SELECTION:
:::::

KEP-2891: Simplified Scheduler Config
KEP-2891: Simplified Scheduler Config
- Release Signoff Checklist
- Summary
- Motivation
- Proposal
- Design Details
- Production Readiness Review Questionnaire
- Implementation History
- Drawbacks
- Alternatives
- Infrastructure Needed (Optional)
Release Signoff Checklist
Items marked with (R) are required prior to targeting to a milestone / release.
- (R) Enhancement issue in release milestone, which links to KEP dir in kubernetes/enhancements (not the initial KEP PR)
- (R) KEP approvers have approved the KEP status as
implementable - (R) Design details are appropriately documented
- (R) Test plan is in place, giving consideration to SIG Architecture and SIG Testing input (including test refactors)
- e2e Tests for all Beta API Operations (endpoints)

:::::

(Image boundary labeling data)
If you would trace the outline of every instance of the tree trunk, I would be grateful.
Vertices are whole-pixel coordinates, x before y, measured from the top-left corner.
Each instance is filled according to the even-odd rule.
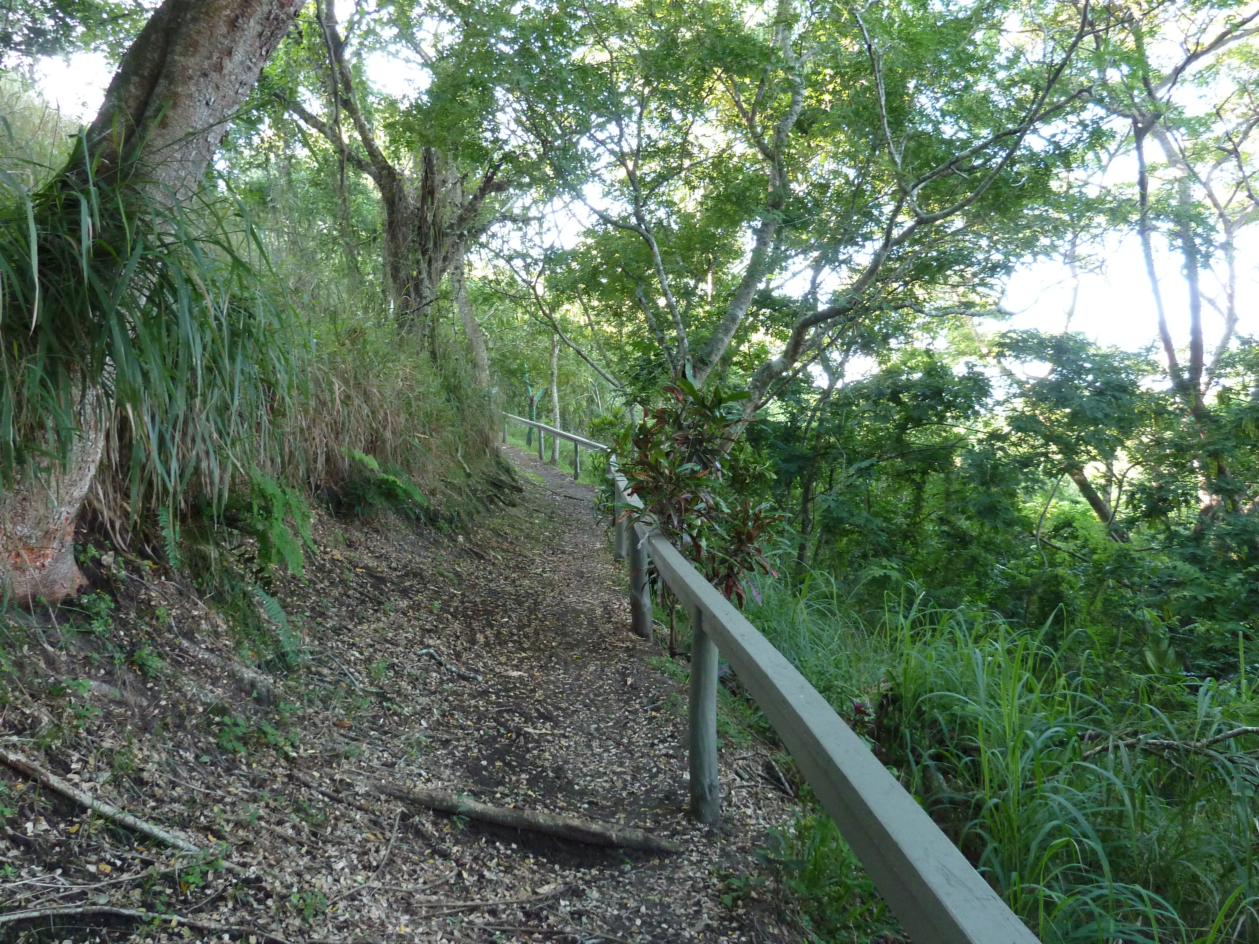
[[[559,424],[559,335],[551,335],[551,425]],[[559,464],[559,437],[551,437],[551,464]]]
[[[91,167],[93,183],[136,188],[152,203],[193,195],[225,122],[258,81],[301,5],[302,0],[166,0],[123,55],[84,136],[87,152],[76,151],[63,180],[82,183]],[[107,240],[108,234],[97,238]],[[73,271],[64,277],[83,276]],[[39,598],[57,603],[83,583],[74,563],[74,524],[101,462],[110,408],[98,390],[87,386],[78,398],[79,432],[65,462],[25,469],[0,497],[5,559],[0,582],[20,603]]]
[[[1121,544],[1127,544],[1128,532],[1114,524],[1114,512],[1110,510],[1107,500],[1098,495],[1098,490],[1093,487],[1089,477],[1084,475],[1084,469],[1068,468],[1066,475],[1073,482],[1075,482],[1075,487],[1079,488],[1084,501],[1087,501],[1089,507],[1093,509],[1093,514],[1098,516],[1098,521],[1105,526],[1107,534],[1109,534],[1113,540],[1119,541]]]
[[[482,390],[490,386],[490,357],[485,350],[485,334],[477,323],[476,312],[472,311],[472,301],[468,298],[467,282],[463,278],[463,257],[458,256],[451,266],[451,283],[454,288],[454,305],[460,310],[460,320],[463,322],[463,334],[468,339],[468,350],[472,354],[472,379]]]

:::::

PROBLEM TO WORK ON: Continue the simplified scheduler config document after its final line.

ANSWER TO THIS PROBLEM:
- (R) Ensure GA e2e tests for meet requirements for Conformance Tests
- (R) Minimum Two Week Window for GA e2e tests to prove flake free
- (R) Graduation criteria is in place
- (R) all GA Endpoints must be hit by Conformance Tests
- (R) Production readiness review completed
- (R) Production readiness review approved
- “Implementation History” section is up-to-date for milestone
- User-facing documentation has been created in kubernetes/website , for publication to kubernetes.io
- Supporting documentation—e.g., additional design documents, links to mailing list discussions/SIG meetings, relevant PRs/issues, release notes
Summary
This KEP defines a simplified field for end-users to configure Scheduler plugins which use multiple extension points easily. It is based on a new extension point that plugin developers can implement in their plugins. This extension point will automatically register a plugin for all (or some) of the scheduling cycle extension points that the plugin implements. Thus simplifying the configuration required for cluster administrators while preserving the development benefits of the scheduling framework.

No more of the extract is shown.